### QUELLE
---------------

Ein Rechtspfleger beim AG Bonn wollte einer ortsansässigen Anwaltskanzlei die Reisekosten eines von ihr beauftragten Anwalts aus dem Gerichtsbezirk verweigern. Die lapidare Begründung: Anwälte könnten sich selbst vertreten, sodass sie keinen anderen Anwalt beauftragen müssten; die gesamte Rechtsprechung des BGH zur Erstattung anwaltlicher Reisekosten gelte nicht für Anwaltskanzleien, die sich fremdvertreten ließen. Auch diese Entscheidung hatte selbstverständlich keinen Bestand (AGS 2019, 201).
Man kann sich manchmal nicht des Eindrucks erwehren, dass Rechtspfleger die Erbsen noch teilen, bevor sie sie zählen. Daher werden Entfernungen z.T. nicht nur in Kilometern gerechnet, sondern in Metern. Dies führt dann unweigerlich zu der Frage, wie abzurechnen ist, wenn der nächste volle Kilometer nicht erreicht ist. Das LG Rostock (StraFo 2009, 439) hat dazu in seiner Weisheit klargestellt, dass angefangene Kilometer auf volle Kilometer aufzurunden sind.

---------------

### DATENZEILEN
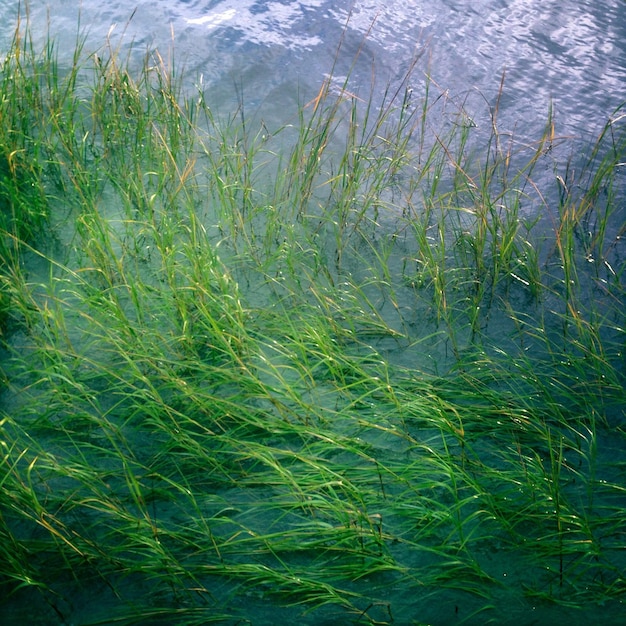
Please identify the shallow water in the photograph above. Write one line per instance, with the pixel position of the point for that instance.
(271, 54)
(571, 53)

---------------

### AUFGABENSTELLUNG
Schreiben Sie bitte die Quelle oben vollständig und wortgetreu ab.

### ERGEBNIS
Ein Rechtspfleger beim AG Bonn wollte einer ortsansässigen Anwaltskanzlei die Reisekosten eines von ihr beauftragten Anwalts aus dem Gerichtsbezirk verweigern. Die lapidare Begründung: Anwälte könnten sich selbst vertreten, sodass sie keinen anderen Anwalt beauftragen müssten; die gesamte Rechtsprechung des BGH zur Erstattung anwaltlicher Reisekosten gelte nicht für Anwaltskanzleien, die sich fremdvertreten ließen. Auch diese Entscheidung hatte selbstverständlich keinen Bestand (AGS 2019, 201).
Man kann sich manchmal nicht des Eindrucks erwehren, dass Rechtspfleger die Erbsen noch teilen, bevor sie sie zählen. Daher werden Entfernungen z.T. nicht nur in Kilometern gerechnet, sondern in Metern. Dies führt dann unweigerlich zu der Frage, wie abzurechnen ist, wenn der nächste volle Kilometer nicht erreicht ist. Das LG Rostock (StraFo 2009, 439) hat dazu in seiner Weisheit klargestellt, dass angefangene Kilometer auf volle Kilometer aufzurunden sind.